--- Required task ---
Put the rows below into a two-column CSV with the headers input and output, giving each row one CSV line that holds its text and its answer. Place each of these in a single quoted field with line breaks replaced by spaces, include every row, and leave out the pictures.

--- Data for the task ---
====

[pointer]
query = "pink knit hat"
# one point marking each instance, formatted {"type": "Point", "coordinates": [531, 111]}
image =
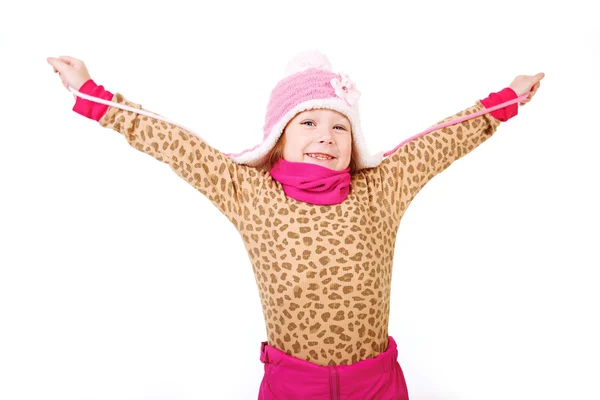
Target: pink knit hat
{"type": "Point", "coordinates": [309, 83]}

====

--- Exercise response ---
input,output
"[pointer] query = ""pink knit hat"" # one point marking each instance, formatted {""type"": ""Point"", ""coordinates"": [531, 111]} image = Target: pink knit hat","{""type"": ""Point"", ""coordinates"": [309, 83]}"